Begin

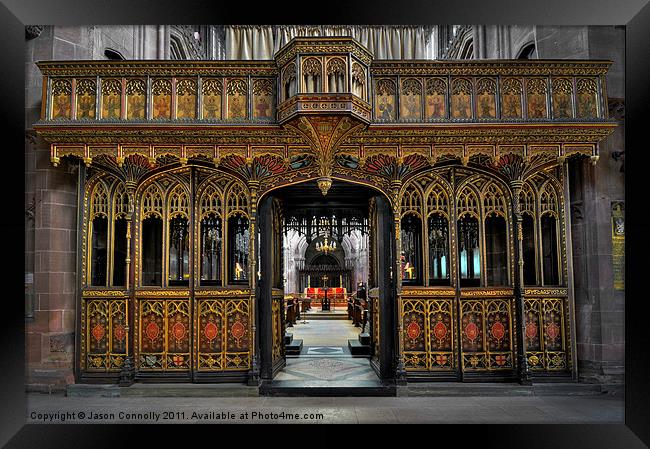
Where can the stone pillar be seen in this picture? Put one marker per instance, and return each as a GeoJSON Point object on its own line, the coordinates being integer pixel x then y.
{"type": "Point", "coordinates": [254, 373]}
{"type": "Point", "coordinates": [523, 374]}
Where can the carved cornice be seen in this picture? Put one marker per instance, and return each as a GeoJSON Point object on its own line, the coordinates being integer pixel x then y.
{"type": "Point", "coordinates": [490, 67]}
{"type": "Point", "coordinates": [322, 45]}
{"type": "Point", "coordinates": [228, 293]}
{"type": "Point", "coordinates": [33, 31]}
{"type": "Point", "coordinates": [104, 294]}
{"type": "Point", "coordinates": [162, 293]}
{"type": "Point", "coordinates": [486, 293]}
{"type": "Point", "coordinates": [483, 134]}
{"type": "Point", "coordinates": [545, 292]}
{"type": "Point", "coordinates": [157, 68]}
{"type": "Point", "coordinates": [426, 292]}
{"type": "Point", "coordinates": [502, 134]}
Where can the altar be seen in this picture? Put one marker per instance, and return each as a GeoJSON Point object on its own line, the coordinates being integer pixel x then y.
{"type": "Point", "coordinates": [335, 295]}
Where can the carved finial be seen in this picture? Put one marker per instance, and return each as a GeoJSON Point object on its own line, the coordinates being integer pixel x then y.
{"type": "Point", "coordinates": [324, 184]}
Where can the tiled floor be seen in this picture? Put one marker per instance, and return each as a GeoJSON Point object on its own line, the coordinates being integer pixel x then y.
{"type": "Point", "coordinates": [43, 408]}
{"type": "Point", "coordinates": [324, 332]}
{"type": "Point", "coordinates": [329, 369]}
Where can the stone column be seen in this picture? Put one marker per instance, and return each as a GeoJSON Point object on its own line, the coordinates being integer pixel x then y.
{"type": "Point", "coordinates": [400, 370]}
{"type": "Point", "coordinates": [523, 374]}
{"type": "Point", "coordinates": [254, 374]}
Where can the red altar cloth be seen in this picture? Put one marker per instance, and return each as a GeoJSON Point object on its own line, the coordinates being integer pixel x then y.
{"type": "Point", "coordinates": [319, 293]}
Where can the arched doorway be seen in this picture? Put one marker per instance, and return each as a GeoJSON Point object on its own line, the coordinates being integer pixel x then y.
{"type": "Point", "coordinates": [346, 208]}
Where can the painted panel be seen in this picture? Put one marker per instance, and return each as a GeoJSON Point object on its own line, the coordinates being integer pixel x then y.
{"type": "Point", "coordinates": [86, 95]}
{"type": "Point", "coordinates": [161, 90]}
{"type": "Point", "coordinates": [186, 99]}
{"type": "Point", "coordinates": [237, 99]}
{"type": "Point", "coordinates": [263, 99]}
{"type": "Point", "coordinates": [111, 98]}
{"type": "Point", "coordinates": [587, 97]}
{"type": "Point", "coordinates": [562, 89]}
{"type": "Point", "coordinates": [486, 98]}
{"type": "Point", "coordinates": [436, 98]}
{"type": "Point", "coordinates": [385, 101]}
{"type": "Point", "coordinates": [61, 99]}
{"type": "Point", "coordinates": [211, 90]}
{"type": "Point", "coordinates": [411, 100]}
{"type": "Point", "coordinates": [461, 98]}
{"type": "Point", "coordinates": [536, 92]}
{"type": "Point", "coordinates": [136, 91]}
{"type": "Point", "coordinates": [511, 91]}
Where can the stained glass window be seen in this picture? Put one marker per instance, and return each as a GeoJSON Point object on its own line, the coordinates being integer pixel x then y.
{"type": "Point", "coordinates": [99, 252]}
{"type": "Point", "coordinates": [238, 236]}
{"type": "Point", "coordinates": [438, 250]}
{"type": "Point", "coordinates": [528, 241]}
{"type": "Point", "coordinates": [496, 251]}
{"type": "Point", "coordinates": [468, 252]}
{"type": "Point", "coordinates": [179, 252]}
{"type": "Point", "coordinates": [119, 253]}
{"type": "Point", "coordinates": [211, 250]}
{"type": "Point", "coordinates": [411, 258]}
{"type": "Point", "coordinates": [549, 250]}
{"type": "Point", "coordinates": [152, 251]}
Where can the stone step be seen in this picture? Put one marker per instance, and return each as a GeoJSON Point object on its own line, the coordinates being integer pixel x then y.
{"type": "Point", "coordinates": [294, 347]}
{"type": "Point", "coordinates": [343, 388]}
{"type": "Point", "coordinates": [324, 388]}
{"type": "Point", "coordinates": [162, 390]}
{"type": "Point", "coordinates": [498, 389]}
{"type": "Point", "coordinates": [356, 348]}
{"type": "Point", "coordinates": [323, 316]}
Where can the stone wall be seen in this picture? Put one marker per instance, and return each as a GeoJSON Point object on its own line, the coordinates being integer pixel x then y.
{"type": "Point", "coordinates": [599, 307]}
{"type": "Point", "coordinates": [51, 204]}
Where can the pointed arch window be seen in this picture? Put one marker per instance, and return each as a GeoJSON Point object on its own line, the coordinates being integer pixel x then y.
{"type": "Point", "coordinates": [99, 235]}
{"type": "Point", "coordinates": [179, 240]}
{"type": "Point", "coordinates": [121, 209]}
{"type": "Point", "coordinates": [528, 242]}
{"type": "Point", "coordinates": [549, 250]}
{"type": "Point", "coordinates": [238, 242]}
{"type": "Point", "coordinates": [211, 249]}
{"type": "Point", "coordinates": [496, 250]}
{"type": "Point", "coordinates": [411, 257]}
{"type": "Point", "coordinates": [152, 232]}
{"type": "Point", "coordinates": [179, 251]}
{"type": "Point", "coordinates": [438, 249]}
{"type": "Point", "coordinates": [468, 251]}
{"type": "Point", "coordinates": [549, 208]}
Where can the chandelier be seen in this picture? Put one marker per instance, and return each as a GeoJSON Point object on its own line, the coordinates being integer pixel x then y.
{"type": "Point", "coordinates": [326, 246]}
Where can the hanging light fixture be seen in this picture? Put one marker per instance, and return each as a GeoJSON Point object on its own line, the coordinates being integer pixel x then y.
{"type": "Point", "coordinates": [326, 247]}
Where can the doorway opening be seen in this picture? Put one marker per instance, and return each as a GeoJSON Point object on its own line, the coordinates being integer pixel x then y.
{"type": "Point", "coordinates": [329, 258]}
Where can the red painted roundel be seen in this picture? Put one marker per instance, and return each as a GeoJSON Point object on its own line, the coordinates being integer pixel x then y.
{"type": "Point", "coordinates": [152, 330]}
{"type": "Point", "coordinates": [237, 330]}
{"type": "Point", "coordinates": [440, 330]}
{"type": "Point", "coordinates": [552, 330]}
{"type": "Point", "coordinates": [178, 330]}
{"type": "Point", "coordinates": [413, 330]}
{"type": "Point", "coordinates": [531, 330]}
{"type": "Point", "coordinates": [119, 332]}
{"type": "Point", "coordinates": [471, 331]}
{"type": "Point", "coordinates": [210, 331]}
{"type": "Point", "coordinates": [498, 331]}
{"type": "Point", "coordinates": [98, 332]}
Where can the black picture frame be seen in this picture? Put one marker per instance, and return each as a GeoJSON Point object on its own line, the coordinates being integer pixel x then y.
{"type": "Point", "coordinates": [633, 14]}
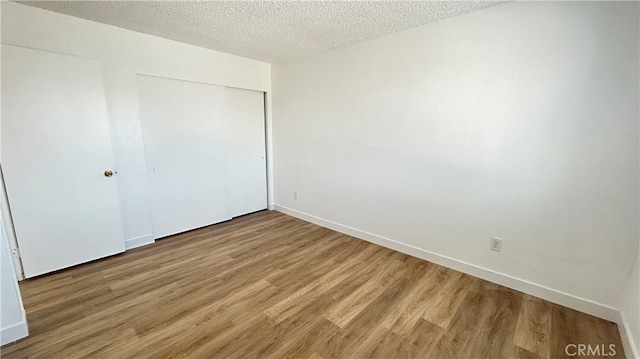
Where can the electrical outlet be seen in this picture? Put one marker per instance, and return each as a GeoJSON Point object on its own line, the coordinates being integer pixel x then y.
{"type": "Point", "coordinates": [496, 244]}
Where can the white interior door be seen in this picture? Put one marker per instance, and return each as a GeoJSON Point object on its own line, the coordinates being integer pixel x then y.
{"type": "Point", "coordinates": [247, 165]}
{"type": "Point", "coordinates": [183, 128]}
{"type": "Point", "coordinates": [55, 150]}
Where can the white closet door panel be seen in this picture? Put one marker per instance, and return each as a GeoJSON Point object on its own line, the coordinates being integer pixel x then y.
{"type": "Point", "coordinates": [183, 128]}
{"type": "Point", "coordinates": [55, 150]}
{"type": "Point", "coordinates": [248, 173]}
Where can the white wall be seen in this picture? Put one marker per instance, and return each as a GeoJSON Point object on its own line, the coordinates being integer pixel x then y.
{"type": "Point", "coordinates": [124, 53]}
{"type": "Point", "coordinates": [13, 322]}
{"type": "Point", "coordinates": [519, 121]}
{"type": "Point", "coordinates": [630, 311]}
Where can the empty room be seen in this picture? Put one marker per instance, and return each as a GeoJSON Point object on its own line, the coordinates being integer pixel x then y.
{"type": "Point", "coordinates": [320, 179]}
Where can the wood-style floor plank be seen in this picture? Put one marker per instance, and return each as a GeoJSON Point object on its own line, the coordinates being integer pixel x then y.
{"type": "Point", "coordinates": [267, 285]}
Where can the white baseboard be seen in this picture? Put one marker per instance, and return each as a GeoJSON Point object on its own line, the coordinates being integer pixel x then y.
{"type": "Point", "coordinates": [14, 332]}
{"type": "Point", "coordinates": [628, 341]}
{"type": "Point", "coordinates": [555, 296]}
{"type": "Point", "coordinates": [138, 241]}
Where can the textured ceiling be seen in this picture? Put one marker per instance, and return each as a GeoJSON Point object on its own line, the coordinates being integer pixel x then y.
{"type": "Point", "coordinates": [269, 31]}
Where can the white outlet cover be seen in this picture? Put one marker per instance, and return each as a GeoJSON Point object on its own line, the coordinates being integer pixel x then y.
{"type": "Point", "coordinates": [496, 244]}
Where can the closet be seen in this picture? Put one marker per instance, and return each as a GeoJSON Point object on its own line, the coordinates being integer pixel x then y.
{"type": "Point", "coordinates": [204, 148]}
{"type": "Point", "coordinates": [204, 151]}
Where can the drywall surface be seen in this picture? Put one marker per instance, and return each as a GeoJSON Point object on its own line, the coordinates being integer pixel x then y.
{"type": "Point", "coordinates": [13, 324]}
{"type": "Point", "coordinates": [630, 311]}
{"type": "Point", "coordinates": [124, 53]}
{"type": "Point", "coordinates": [518, 121]}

End

YOUR INSTRUCTIONS: Repeat exactly the lines from the line containing "Where can the closet" through the last line of the records above, including both, and nothing else.

COMPLETE OUTPUT:
Where can the closet be seen in this picture? Put one marker per instance, and return each as a GeoJSON Point object on its own line, the coordinates being integer pixel x then y.
{"type": "Point", "coordinates": [204, 148]}
{"type": "Point", "coordinates": [204, 151]}
Where can the drywall surface be seen in this picture? Put one marker per instance, and return each as a GeoJSON Point object on its own line, the coordinates being integer pixel x then y.
{"type": "Point", "coordinates": [13, 324]}
{"type": "Point", "coordinates": [630, 311]}
{"type": "Point", "coordinates": [124, 53]}
{"type": "Point", "coordinates": [518, 121]}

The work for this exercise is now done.